### Dataset records
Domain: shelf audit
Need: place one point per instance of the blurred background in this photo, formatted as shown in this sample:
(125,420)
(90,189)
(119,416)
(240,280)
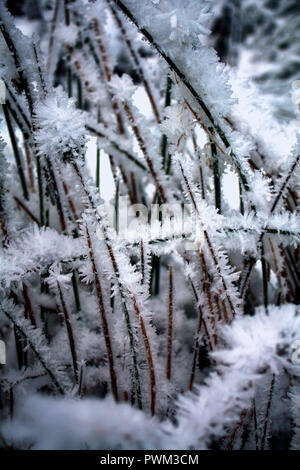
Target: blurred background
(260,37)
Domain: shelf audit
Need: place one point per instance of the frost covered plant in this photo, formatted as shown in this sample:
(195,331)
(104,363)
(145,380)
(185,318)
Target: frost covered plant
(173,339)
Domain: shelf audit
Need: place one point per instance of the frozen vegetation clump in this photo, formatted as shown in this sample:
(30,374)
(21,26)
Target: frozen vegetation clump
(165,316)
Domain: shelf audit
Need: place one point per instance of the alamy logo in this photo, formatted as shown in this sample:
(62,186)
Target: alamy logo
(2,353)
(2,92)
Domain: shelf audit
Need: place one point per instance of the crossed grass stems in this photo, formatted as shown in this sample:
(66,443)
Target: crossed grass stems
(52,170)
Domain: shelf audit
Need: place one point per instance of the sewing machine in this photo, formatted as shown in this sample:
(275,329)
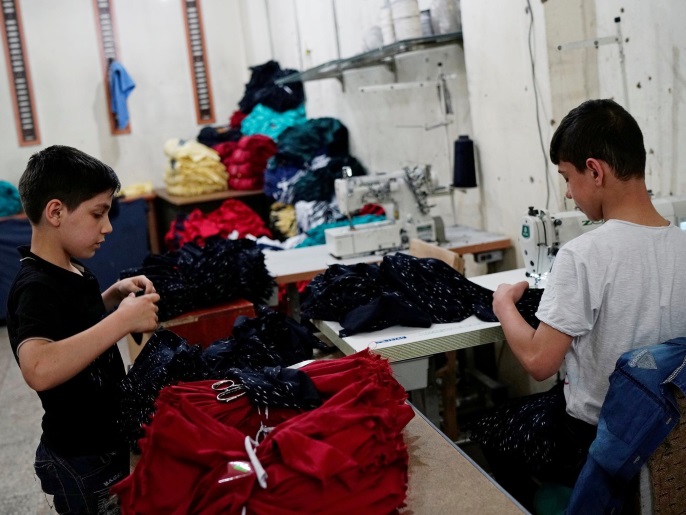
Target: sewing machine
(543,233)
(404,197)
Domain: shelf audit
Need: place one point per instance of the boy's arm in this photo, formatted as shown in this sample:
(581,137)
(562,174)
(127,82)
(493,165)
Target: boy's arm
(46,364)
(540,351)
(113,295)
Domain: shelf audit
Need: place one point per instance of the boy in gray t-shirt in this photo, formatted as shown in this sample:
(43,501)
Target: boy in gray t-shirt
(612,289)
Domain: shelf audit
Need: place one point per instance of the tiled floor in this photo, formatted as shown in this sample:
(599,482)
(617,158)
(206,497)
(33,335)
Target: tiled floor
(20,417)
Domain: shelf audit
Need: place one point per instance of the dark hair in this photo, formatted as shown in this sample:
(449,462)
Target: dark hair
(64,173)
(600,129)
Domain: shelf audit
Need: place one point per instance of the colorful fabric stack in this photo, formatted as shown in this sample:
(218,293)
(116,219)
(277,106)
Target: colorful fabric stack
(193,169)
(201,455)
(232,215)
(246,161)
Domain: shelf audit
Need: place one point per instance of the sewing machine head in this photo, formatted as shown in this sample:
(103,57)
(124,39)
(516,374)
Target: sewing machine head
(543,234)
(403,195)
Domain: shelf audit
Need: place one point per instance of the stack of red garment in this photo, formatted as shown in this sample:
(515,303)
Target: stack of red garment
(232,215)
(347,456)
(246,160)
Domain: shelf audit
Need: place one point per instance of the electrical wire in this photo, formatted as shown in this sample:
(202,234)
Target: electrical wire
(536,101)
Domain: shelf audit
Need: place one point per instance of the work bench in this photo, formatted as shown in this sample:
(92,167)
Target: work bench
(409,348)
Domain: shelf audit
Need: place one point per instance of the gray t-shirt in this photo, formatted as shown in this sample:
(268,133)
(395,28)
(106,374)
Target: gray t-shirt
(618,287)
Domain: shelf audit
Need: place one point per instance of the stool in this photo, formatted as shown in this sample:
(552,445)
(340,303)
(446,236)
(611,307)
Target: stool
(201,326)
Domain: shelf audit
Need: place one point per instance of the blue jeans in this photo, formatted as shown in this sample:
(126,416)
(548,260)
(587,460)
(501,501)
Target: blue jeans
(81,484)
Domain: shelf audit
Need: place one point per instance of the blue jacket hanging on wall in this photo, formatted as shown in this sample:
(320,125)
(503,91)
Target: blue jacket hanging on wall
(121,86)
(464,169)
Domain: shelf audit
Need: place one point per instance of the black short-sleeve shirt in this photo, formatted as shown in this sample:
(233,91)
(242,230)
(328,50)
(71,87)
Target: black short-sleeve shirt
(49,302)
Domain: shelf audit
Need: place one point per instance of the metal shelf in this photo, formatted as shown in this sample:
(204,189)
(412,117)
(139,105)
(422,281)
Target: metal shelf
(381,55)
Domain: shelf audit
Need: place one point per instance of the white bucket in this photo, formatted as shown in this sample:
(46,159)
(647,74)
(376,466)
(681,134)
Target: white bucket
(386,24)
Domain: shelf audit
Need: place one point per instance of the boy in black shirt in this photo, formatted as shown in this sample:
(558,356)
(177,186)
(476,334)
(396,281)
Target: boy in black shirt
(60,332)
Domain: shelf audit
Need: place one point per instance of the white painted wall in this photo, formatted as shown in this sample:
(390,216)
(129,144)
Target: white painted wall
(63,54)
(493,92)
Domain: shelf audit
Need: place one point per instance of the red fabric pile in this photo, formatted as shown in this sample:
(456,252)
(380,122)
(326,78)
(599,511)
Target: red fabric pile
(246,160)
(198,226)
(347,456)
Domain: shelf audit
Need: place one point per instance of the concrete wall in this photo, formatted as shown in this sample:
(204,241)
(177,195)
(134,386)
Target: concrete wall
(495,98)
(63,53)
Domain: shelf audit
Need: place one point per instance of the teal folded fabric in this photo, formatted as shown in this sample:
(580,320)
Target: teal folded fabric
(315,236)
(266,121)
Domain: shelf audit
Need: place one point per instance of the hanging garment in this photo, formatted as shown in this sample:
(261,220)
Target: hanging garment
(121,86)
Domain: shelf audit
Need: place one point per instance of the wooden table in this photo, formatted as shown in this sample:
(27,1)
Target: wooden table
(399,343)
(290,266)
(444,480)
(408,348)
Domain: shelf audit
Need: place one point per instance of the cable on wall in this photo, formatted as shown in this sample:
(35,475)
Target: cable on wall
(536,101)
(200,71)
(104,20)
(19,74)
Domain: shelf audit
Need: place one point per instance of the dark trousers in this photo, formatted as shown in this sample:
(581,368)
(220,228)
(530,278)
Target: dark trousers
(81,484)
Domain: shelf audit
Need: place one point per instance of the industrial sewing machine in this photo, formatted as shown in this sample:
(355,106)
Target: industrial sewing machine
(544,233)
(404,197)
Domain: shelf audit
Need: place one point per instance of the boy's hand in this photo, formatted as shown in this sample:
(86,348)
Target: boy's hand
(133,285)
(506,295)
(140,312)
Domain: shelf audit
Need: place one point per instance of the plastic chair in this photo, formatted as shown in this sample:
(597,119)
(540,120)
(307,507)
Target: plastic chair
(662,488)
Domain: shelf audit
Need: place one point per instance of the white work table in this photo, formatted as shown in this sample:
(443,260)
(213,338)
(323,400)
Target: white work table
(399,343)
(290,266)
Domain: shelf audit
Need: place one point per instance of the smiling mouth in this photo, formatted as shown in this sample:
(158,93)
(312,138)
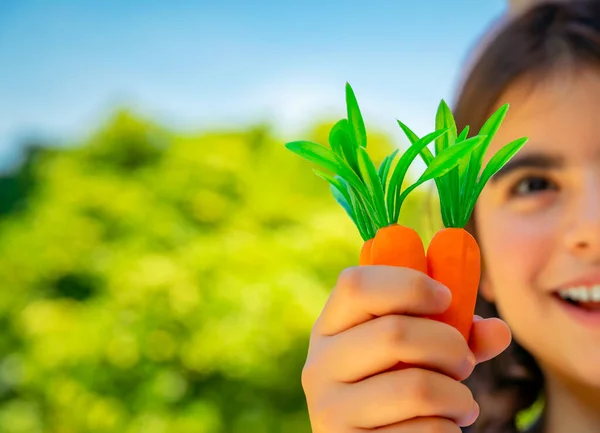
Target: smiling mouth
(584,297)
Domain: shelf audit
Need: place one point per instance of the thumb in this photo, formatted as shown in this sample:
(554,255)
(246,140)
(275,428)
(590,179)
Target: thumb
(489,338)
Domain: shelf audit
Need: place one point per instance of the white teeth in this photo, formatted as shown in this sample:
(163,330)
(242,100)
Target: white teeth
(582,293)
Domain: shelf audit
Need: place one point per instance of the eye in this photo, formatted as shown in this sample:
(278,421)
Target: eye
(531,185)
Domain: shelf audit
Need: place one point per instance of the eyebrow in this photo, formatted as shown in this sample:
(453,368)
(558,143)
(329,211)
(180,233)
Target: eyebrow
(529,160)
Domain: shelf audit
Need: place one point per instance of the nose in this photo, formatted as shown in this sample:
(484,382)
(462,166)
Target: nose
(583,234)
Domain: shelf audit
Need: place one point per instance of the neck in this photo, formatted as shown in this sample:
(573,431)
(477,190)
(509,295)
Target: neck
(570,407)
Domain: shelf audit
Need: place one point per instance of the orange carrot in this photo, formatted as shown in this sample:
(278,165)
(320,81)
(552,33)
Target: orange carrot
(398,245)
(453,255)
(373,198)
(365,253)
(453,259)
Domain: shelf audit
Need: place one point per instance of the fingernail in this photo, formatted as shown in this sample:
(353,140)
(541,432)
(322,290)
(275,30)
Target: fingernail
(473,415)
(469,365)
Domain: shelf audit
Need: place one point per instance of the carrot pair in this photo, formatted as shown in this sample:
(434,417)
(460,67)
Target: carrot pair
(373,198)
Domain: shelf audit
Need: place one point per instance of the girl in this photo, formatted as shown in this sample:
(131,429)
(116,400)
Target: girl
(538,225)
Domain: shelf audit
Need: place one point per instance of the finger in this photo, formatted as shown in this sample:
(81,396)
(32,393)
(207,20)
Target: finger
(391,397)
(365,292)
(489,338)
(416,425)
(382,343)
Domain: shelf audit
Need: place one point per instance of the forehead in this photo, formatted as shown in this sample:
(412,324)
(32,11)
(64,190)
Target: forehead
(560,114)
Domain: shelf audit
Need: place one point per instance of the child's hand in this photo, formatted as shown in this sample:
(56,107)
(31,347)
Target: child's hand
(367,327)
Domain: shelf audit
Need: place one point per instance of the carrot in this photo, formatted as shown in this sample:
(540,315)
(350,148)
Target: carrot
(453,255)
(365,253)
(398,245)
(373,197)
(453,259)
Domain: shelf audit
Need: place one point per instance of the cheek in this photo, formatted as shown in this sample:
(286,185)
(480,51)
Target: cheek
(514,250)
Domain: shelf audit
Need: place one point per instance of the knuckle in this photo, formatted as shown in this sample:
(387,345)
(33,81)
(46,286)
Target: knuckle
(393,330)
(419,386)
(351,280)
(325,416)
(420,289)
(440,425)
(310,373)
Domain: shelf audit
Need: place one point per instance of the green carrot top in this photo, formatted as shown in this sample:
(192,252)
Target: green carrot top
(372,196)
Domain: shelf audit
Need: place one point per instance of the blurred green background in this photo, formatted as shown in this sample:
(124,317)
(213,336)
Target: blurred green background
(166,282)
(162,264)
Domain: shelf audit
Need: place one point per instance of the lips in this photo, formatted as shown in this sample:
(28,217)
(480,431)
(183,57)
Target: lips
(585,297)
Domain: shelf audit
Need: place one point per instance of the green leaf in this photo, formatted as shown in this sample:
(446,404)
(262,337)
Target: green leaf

### Direction
Pull out every line in the records above that contains the word "colorful", and copy each one in full.

### Complete output
Need: place one point per instance of the colorful fabric stack in this photo, formatted as shown in this sample:
Target: colorful fabric stack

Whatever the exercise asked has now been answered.